Task prompt - Starting from the line that holds "text on sign with a point", print each remaining line of the entries exactly, ending with the last.

Exercise materials -
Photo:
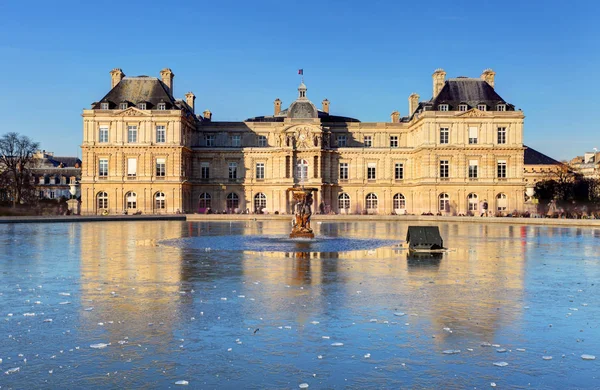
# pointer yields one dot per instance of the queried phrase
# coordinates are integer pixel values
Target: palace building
(144, 150)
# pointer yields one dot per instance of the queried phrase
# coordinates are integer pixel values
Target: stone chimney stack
(276, 107)
(190, 99)
(116, 75)
(413, 103)
(439, 78)
(488, 76)
(325, 105)
(167, 77)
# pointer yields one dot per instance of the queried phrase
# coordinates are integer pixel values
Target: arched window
(444, 203)
(302, 170)
(260, 202)
(102, 200)
(501, 202)
(399, 202)
(371, 201)
(343, 201)
(131, 200)
(233, 201)
(204, 200)
(472, 203)
(159, 201)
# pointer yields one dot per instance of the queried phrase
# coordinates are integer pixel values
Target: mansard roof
(533, 157)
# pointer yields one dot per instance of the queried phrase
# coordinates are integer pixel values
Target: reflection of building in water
(126, 277)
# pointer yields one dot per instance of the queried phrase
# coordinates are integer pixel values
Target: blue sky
(366, 57)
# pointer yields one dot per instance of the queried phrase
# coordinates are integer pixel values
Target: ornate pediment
(472, 113)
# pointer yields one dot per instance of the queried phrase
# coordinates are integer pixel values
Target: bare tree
(16, 155)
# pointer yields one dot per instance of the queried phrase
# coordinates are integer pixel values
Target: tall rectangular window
(501, 135)
(501, 169)
(444, 169)
(444, 135)
(262, 141)
(161, 167)
(205, 170)
(233, 170)
(131, 167)
(473, 133)
(399, 171)
(371, 171)
(103, 167)
(343, 171)
(131, 134)
(473, 169)
(161, 134)
(103, 136)
(260, 171)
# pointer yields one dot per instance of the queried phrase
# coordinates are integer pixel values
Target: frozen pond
(237, 305)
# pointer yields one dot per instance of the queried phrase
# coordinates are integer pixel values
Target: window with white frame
(501, 169)
(371, 171)
(343, 171)
(262, 141)
(399, 171)
(232, 170)
(161, 134)
(260, 171)
(205, 170)
(131, 167)
(131, 134)
(161, 167)
(103, 134)
(444, 168)
(501, 135)
(444, 135)
(473, 134)
(473, 167)
(103, 167)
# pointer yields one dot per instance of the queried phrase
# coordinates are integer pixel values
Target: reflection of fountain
(302, 210)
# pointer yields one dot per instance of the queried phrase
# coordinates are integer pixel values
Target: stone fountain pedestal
(303, 201)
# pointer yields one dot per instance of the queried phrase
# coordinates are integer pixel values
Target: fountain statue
(303, 200)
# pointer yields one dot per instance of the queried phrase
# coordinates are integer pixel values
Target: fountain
(303, 200)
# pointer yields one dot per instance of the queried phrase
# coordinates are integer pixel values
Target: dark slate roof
(134, 90)
(533, 157)
(470, 91)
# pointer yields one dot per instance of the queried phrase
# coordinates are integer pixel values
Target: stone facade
(450, 153)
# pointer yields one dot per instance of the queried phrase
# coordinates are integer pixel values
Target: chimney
(190, 98)
(167, 77)
(276, 107)
(488, 76)
(439, 77)
(413, 103)
(116, 75)
(325, 105)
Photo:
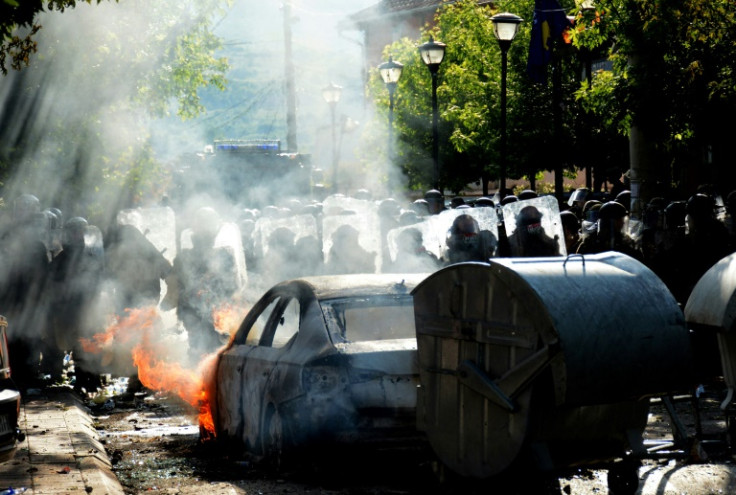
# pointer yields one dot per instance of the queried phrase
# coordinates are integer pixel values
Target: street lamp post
(505, 27)
(331, 93)
(391, 73)
(432, 54)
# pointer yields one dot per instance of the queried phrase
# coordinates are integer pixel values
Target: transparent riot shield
(229, 239)
(436, 230)
(287, 248)
(533, 228)
(157, 224)
(351, 235)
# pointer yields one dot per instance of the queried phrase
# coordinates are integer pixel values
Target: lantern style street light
(432, 54)
(505, 27)
(391, 73)
(331, 93)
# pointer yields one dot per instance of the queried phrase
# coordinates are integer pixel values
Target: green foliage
(469, 95)
(148, 60)
(22, 14)
(672, 74)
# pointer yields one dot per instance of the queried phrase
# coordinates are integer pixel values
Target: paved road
(61, 452)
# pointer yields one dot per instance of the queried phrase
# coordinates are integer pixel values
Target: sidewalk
(61, 452)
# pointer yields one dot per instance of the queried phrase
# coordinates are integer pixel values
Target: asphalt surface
(61, 452)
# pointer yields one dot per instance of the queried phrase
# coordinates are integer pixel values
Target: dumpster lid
(712, 301)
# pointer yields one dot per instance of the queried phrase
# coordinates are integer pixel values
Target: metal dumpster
(711, 309)
(545, 363)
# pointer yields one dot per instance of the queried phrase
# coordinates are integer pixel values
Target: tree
(672, 88)
(79, 112)
(23, 14)
(469, 96)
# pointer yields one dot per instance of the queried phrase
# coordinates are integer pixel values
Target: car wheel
(623, 478)
(272, 441)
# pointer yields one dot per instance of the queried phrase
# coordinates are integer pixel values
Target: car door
(233, 395)
(261, 372)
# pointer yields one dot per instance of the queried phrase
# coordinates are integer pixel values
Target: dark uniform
(75, 276)
(203, 278)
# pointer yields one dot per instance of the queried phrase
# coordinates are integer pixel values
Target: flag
(548, 24)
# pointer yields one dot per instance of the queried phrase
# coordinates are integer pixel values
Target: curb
(62, 451)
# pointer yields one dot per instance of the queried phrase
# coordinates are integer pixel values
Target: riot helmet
(421, 206)
(205, 225)
(25, 206)
(388, 207)
(529, 220)
(674, 215)
(74, 230)
(484, 202)
(464, 234)
(362, 194)
(456, 201)
(624, 198)
(435, 201)
(612, 210)
(700, 206)
(527, 194)
(409, 217)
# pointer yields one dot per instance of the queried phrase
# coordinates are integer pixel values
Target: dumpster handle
(582, 258)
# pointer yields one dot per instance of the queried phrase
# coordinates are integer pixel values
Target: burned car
(321, 361)
(10, 434)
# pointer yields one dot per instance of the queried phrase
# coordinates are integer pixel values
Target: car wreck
(321, 361)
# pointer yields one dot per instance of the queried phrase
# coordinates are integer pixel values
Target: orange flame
(189, 385)
(123, 329)
(154, 371)
(227, 319)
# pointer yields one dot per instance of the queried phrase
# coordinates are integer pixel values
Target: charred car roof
(332, 286)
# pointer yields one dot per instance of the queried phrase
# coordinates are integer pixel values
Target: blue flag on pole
(548, 24)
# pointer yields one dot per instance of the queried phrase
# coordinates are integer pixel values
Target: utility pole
(291, 145)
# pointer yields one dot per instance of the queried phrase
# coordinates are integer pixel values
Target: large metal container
(711, 309)
(544, 362)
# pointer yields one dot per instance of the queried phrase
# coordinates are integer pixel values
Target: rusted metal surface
(711, 307)
(544, 361)
(322, 359)
(713, 299)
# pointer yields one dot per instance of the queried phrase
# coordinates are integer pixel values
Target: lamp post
(432, 54)
(505, 27)
(391, 73)
(587, 8)
(331, 93)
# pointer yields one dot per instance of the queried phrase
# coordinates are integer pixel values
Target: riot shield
(157, 224)
(435, 229)
(228, 238)
(351, 235)
(533, 228)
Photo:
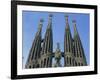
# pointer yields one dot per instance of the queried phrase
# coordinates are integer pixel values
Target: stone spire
(78, 48)
(47, 48)
(68, 45)
(34, 53)
(57, 56)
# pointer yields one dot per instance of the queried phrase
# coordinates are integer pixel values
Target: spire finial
(40, 24)
(74, 24)
(50, 17)
(58, 47)
(66, 16)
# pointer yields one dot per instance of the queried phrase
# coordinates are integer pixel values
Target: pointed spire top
(50, 17)
(58, 47)
(50, 21)
(75, 29)
(40, 24)
(66, 16)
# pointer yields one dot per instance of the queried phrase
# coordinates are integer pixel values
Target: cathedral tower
(80, 59)
(68, 46)
(34, 53)
(47, 47)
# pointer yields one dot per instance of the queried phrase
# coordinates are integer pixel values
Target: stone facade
(41, 52)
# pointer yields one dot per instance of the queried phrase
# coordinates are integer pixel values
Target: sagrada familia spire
(41, 52)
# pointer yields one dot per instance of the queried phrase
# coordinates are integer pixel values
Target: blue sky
(30, 20)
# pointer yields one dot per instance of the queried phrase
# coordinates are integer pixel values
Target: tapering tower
(47, 47)
(80, 59)
(68, 46)
(34, 54)
(57, 56)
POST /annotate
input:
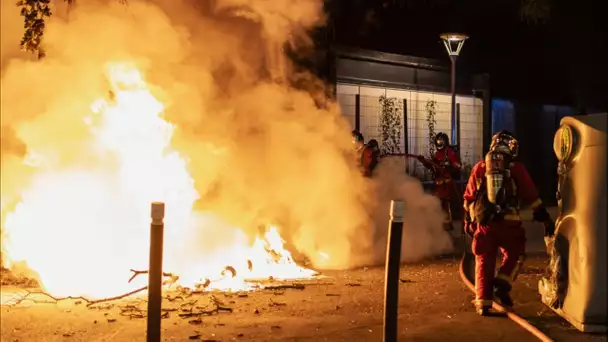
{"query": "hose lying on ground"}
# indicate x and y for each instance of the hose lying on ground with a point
(466, 260)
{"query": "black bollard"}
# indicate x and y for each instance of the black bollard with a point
(155, 273)
(391, 281)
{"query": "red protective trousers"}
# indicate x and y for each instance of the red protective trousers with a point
(510, 237)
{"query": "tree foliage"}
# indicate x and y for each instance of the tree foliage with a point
(35, 13)
(390, 124)
(431, 112)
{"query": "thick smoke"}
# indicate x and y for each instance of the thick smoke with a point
(259, 151)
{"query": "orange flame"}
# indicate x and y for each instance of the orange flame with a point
(82, 226)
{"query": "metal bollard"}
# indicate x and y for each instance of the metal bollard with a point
(155, 273)
(391, 281)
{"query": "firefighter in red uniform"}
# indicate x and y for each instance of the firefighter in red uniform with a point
(446, 168)
(368, 153)
(497, 188)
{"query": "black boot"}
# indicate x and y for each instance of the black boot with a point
(502, 293)
(481, 308)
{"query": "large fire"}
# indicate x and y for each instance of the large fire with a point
(82, 226)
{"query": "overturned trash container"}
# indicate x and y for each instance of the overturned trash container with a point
(575, 285)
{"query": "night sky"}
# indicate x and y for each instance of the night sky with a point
(561, 61)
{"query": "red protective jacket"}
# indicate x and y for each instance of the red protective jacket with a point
(369, 160)
(446, 157)
(522, 188)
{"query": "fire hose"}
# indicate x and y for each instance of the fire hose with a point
(468, 260)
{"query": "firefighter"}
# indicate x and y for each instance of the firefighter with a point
(447, 168)
(368, 153)
(497, 189)
(370, 157)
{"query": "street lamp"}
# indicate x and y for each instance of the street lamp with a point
(453, 44)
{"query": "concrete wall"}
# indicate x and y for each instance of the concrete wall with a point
(471, 118)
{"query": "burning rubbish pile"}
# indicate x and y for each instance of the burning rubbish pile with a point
(176, 102)
(131, 137)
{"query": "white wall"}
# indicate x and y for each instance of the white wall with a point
(471, 114)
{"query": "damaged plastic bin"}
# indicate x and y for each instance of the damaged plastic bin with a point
(576, 283)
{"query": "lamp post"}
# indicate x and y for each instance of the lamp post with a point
(453, 44)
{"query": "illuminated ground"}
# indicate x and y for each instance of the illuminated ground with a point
(434, 306)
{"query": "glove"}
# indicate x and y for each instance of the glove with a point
(470, 228)
(549, 228)
(541, 214)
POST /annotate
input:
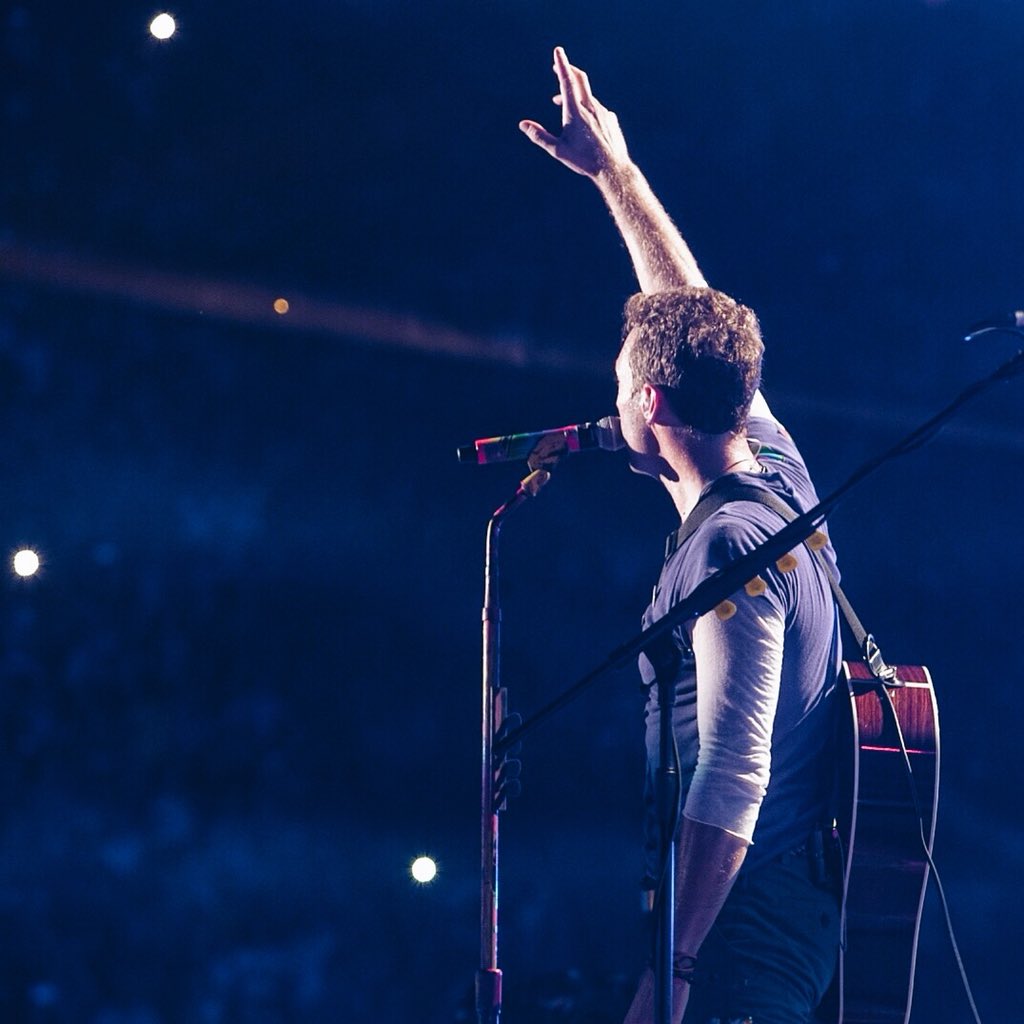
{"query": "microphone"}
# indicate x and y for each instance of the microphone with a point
(1008, 322)
(604, 434)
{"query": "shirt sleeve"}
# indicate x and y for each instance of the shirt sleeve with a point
(738, 660)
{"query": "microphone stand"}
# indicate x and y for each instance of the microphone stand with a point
(655, 640)
(498, 774)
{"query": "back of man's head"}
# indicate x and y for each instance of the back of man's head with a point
(702, 348)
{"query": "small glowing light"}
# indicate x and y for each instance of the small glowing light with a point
(424, 869)
(26, 562)
(163, 27)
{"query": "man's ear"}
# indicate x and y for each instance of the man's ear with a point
(655, 407)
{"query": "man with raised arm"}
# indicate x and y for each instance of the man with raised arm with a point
(757, 892)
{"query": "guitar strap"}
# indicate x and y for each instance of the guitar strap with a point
(732, 488)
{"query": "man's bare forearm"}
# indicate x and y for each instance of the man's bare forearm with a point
(660, 256)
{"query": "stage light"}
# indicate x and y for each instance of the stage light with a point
(26, 562)
(162, 27)
(424, 869)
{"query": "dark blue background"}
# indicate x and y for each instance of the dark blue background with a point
(243, 692)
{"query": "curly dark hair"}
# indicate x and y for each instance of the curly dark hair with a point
(702, 347)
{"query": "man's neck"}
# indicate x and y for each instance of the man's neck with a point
(699, 460)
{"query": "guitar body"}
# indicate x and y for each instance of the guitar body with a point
(886, 866)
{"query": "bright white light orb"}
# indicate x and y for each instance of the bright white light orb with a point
(162, 27)
(424, 869)
(26, 562)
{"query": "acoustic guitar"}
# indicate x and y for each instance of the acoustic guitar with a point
(887, 820)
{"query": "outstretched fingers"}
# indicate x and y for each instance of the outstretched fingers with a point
(540, 135)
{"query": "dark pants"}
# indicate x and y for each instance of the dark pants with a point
(773, 948)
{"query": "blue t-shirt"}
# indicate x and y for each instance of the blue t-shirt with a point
(755, 726)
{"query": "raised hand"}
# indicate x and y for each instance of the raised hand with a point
(591, 140)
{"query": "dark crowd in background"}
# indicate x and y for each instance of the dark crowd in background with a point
(241, 694)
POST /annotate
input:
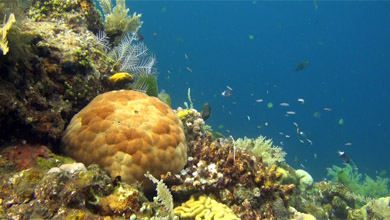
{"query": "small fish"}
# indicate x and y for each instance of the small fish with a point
(301, 66)
(284, 104)
(138, 36)
(228, 92)
(206, 111)
(344, 156)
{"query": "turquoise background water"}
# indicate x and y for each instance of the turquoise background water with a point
(254, 47)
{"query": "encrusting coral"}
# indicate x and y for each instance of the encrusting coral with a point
(204, 208)
(127, 133)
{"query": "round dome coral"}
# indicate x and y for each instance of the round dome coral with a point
(127, 133)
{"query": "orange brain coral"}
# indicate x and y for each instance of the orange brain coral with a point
(127, 133)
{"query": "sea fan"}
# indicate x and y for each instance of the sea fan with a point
(133, 57)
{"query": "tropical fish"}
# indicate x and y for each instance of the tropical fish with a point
(344, 157)
(302, 66)
(206, 111)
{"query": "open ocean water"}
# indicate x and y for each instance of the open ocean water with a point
(254, 47)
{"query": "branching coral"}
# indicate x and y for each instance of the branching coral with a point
(163, 195)
(3, 33)
(262, 147)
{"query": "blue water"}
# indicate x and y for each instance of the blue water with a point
(346, 43)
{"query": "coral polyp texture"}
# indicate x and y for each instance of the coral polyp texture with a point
(127, 133)
(204, 208)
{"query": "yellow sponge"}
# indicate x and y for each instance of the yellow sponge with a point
(128, 134)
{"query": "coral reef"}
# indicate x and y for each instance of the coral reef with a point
(367, 187)
(117, 21)
(204, 208)
(233, 176)
(23, 156)
(121, 79)
(304, 178)
(193, 123)
(262, 147)
(127, 133)
(52, 70)
(3, 33)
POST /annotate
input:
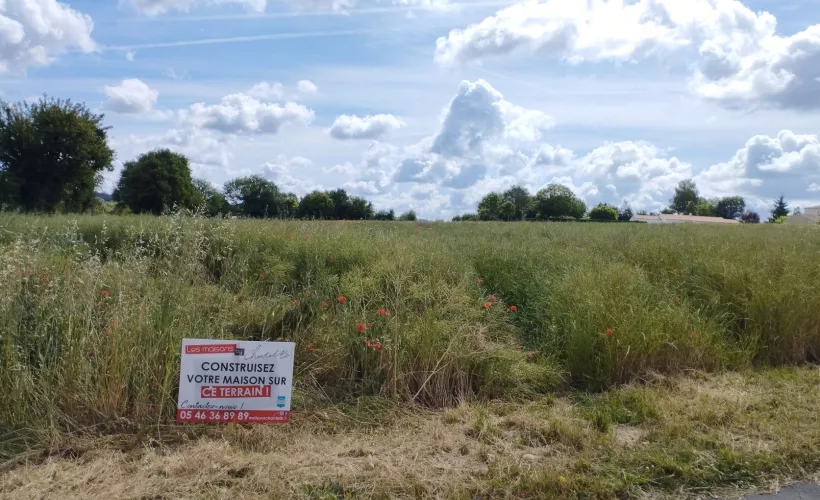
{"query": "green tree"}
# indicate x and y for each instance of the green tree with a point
(52, 155)
(780, 209)
(254, 196)
(154, 182)
(408, 216)
(625, 214)
(385, 215)
(704, 208)
(750, 218)
(604, 212)
(520, 199)
(686, 197)
(316, 205)
(209, 198)
(490, 207)
(557, 200)
(730, 207)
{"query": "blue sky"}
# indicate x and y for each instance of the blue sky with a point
(430, 104)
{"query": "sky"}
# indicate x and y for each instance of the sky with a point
(431, 104)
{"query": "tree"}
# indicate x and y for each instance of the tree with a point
(209, 198)
(385, 215)
(316, 205)
(254, 196)
(408, 216)
(489, 208)
(750, 218)
(359, 209)
(730, 207)
(780, 209)
(704, 208)
(520, 199)
(155, 182)
(625, 214)
(52, 155)
(604, 212)
(686, 197)
(557, 200)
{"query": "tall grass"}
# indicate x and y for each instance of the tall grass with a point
(93, 309)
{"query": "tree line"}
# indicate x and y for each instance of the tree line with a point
(53, 154)
(558, 202)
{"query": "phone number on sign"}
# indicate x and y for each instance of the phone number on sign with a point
(256, 416)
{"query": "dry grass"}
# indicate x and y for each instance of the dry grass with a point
(729, 433)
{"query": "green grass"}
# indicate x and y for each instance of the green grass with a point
(93, 309)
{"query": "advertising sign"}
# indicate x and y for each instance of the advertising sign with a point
(235, 381)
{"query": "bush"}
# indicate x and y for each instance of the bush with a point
(604, 212)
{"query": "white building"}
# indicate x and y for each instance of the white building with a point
(681, 219)
(810, 215)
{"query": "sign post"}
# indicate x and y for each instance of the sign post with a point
(235, 381)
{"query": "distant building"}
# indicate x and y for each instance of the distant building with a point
(681, 219)
(810, 215)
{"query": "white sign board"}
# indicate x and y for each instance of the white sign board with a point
(235, 381)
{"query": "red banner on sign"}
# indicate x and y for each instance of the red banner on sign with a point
(210, 349)
(234, 391)
(249, 416)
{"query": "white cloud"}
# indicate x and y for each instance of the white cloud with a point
(739, 60)
(765, 168)
(131, 96)
(290, 174)
(156, 7)
(368, 127)
(267, 91)
(240, 113)
(35, 32)
(307, 87)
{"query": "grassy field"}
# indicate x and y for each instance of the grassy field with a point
(500, 342)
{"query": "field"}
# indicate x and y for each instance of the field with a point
(454, 360)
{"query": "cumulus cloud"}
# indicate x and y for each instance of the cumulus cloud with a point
(201, 148)
(739, 59)
(307, 87)
(368, 127)
(131, 96)
(156, 7)
(766, 167)
(35, 32)
(240, 113)
(289, 174)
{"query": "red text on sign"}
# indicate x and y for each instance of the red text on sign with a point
(234, 391)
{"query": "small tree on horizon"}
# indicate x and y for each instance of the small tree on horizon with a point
(779, 210)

Response to the task -
# indicate x and y for each instance of the red text on sign with a point
(234, 391)
{"query": "small tree on horizon"}
# indicate x and y for each instance of the small tree on horizon with a point
(779, 210)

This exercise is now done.